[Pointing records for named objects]
-------

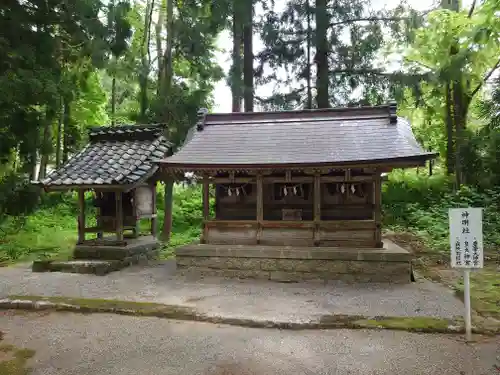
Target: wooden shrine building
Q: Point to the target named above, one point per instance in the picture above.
(118, 167)
(297, 192)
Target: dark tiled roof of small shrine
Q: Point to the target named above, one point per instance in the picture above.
(308, 137)
(115, 155)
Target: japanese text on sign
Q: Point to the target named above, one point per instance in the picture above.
(466, 237)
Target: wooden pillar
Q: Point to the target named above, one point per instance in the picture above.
(119, 215)
(81, 216)
(260, 206)
(206, 208)
(317, 208)
(154, 219)
(377, 207)
(98, 196)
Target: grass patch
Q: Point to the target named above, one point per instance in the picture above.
(13, 360)
(415, 324)
(485, 291)
(120, 307)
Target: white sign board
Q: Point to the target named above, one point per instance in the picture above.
(144, 200)
(466, 237)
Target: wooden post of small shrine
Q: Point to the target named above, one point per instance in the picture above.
(206, 207)
(317, 208)
(377, 206)
(154, 219)
(81, 216)
(98, 196)
(260, 206)
(119, 215)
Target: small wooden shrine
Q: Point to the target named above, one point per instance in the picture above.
(118, 166)
(296, 180)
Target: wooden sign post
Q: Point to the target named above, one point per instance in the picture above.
(466, 241)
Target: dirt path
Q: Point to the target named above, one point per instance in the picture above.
(248, 299)
(74, 344)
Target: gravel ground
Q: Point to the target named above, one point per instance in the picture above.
(249, 299)
(102, 344)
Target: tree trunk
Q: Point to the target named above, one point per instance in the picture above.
(248, 57)
(159, 47)
(237, 63)
(168, 67)
(113, 99)
(308, 54)
(322, 54)
(59, 134)
(46, 148)
(450, 133)
(66, 127)
(145, 61)
(460, 109)
(169, 183)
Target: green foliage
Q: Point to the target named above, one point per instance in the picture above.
(51, 229)
(419, 204)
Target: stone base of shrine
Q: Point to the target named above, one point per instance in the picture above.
(102, 259)
(391, 264)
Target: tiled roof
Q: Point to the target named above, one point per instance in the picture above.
(333, 136)
(118, 155)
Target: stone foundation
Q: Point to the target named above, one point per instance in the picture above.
(390, 264)
(101, 260)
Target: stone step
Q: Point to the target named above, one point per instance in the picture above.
(96, 267)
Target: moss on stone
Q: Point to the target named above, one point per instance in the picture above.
(13, 360)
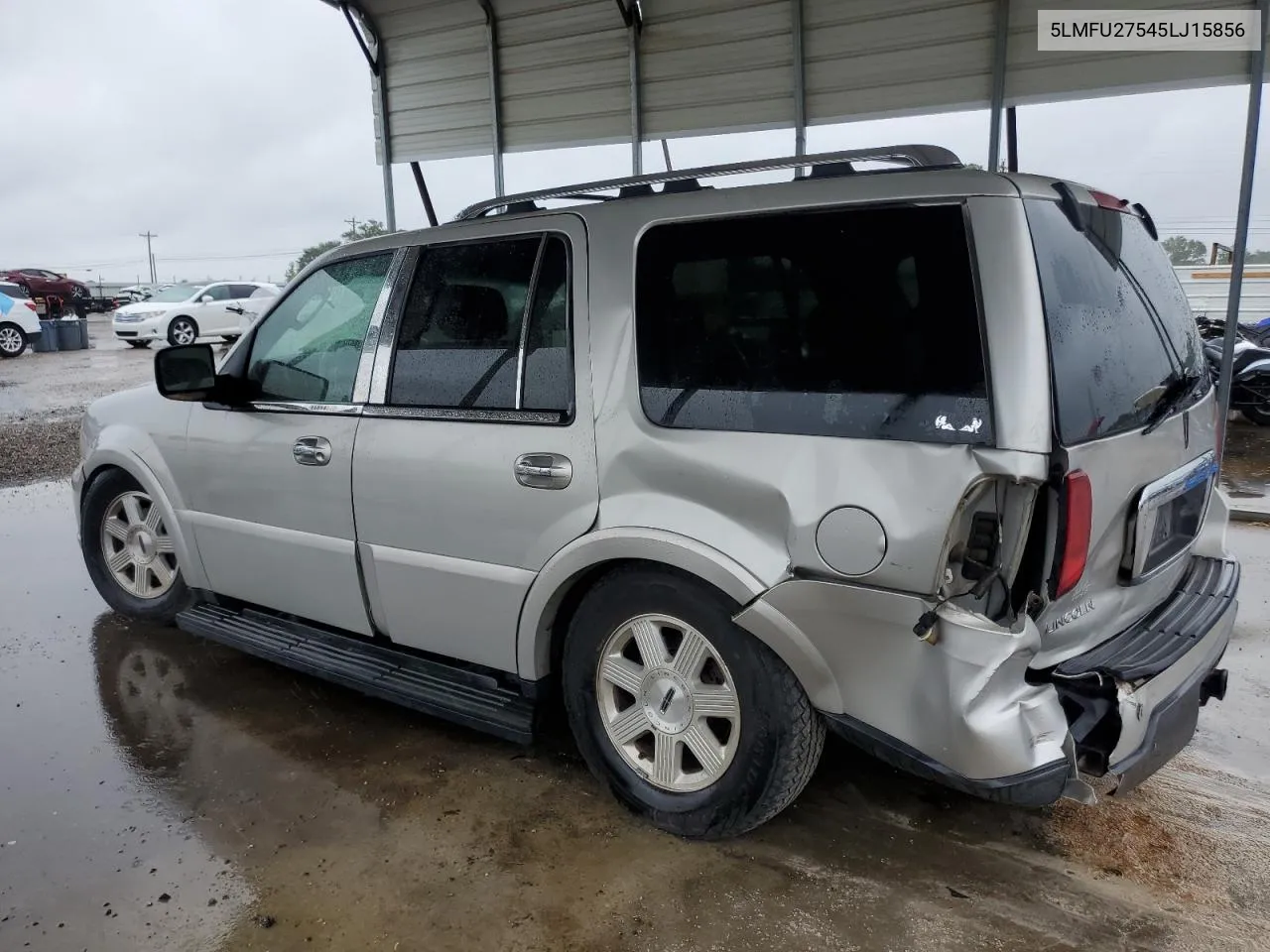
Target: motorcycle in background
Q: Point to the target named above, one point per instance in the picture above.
(1250, 377)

-------

[Problem description] Return the material word for word, beginning at the line that contains "Target: small wooden shrine" and continuing through the end of the material, with both ends included. Leave out the pictures.

[Correct answer]
Target: small wooden shrine
Q: Point to the target named above, one point per instance in the picture above.
(118, 166)
(296, 180)
Target: wooden sign post
Q: Point to the target named above, one point per instance in the picture above.
(466, 241)
Target: dirt path
Q: Point to the target named above, one point per instance in the picture above.
(248, 299)
(74, 344)
Target: gravel ground
Q: Point to the target named above, one point per instance in the picture above.
(249, 299)
(102, 344)
Target: tree trunk
Q: Point to the target named above, one point per instance in the picture above.
(248, 57)
(159, 47)
(237, 63)
(168, 67)
(113, 99)
(308, 54)
(322, 54)
(59, 134)
(46, 148)
(450, 133)
(66, 127)
(145, 61)
(460, 109)
(169, 183)
Target: green foliage
Q: Point to the target named above, one point per instance in the picture above.
(51, 229)
(419, 204)
Target: stone base of shrine
Q: Point to the target named above, one point per instance in the picture above.
(102, 259)
(391, 264)
Target: tiled roof
Q: Point to the target named above, one point per instance in the picture above.
(333, 136)
(118, 155)
Target: stone foundation
Q: Point to the target named above, one point per instance in the picture above.
(390, 264)
(101, 260)
Target: stone step
Q: Point to the target named above, one point per instance in the picture above.
(96, 267)
Target: moss on stone
Q: Point to the target named above, one point per instance in the picture above.
(13, 360)
Target: motorcycle in background
Q: Point to the target named above, one point per instance in the picture above.
(1250, 377)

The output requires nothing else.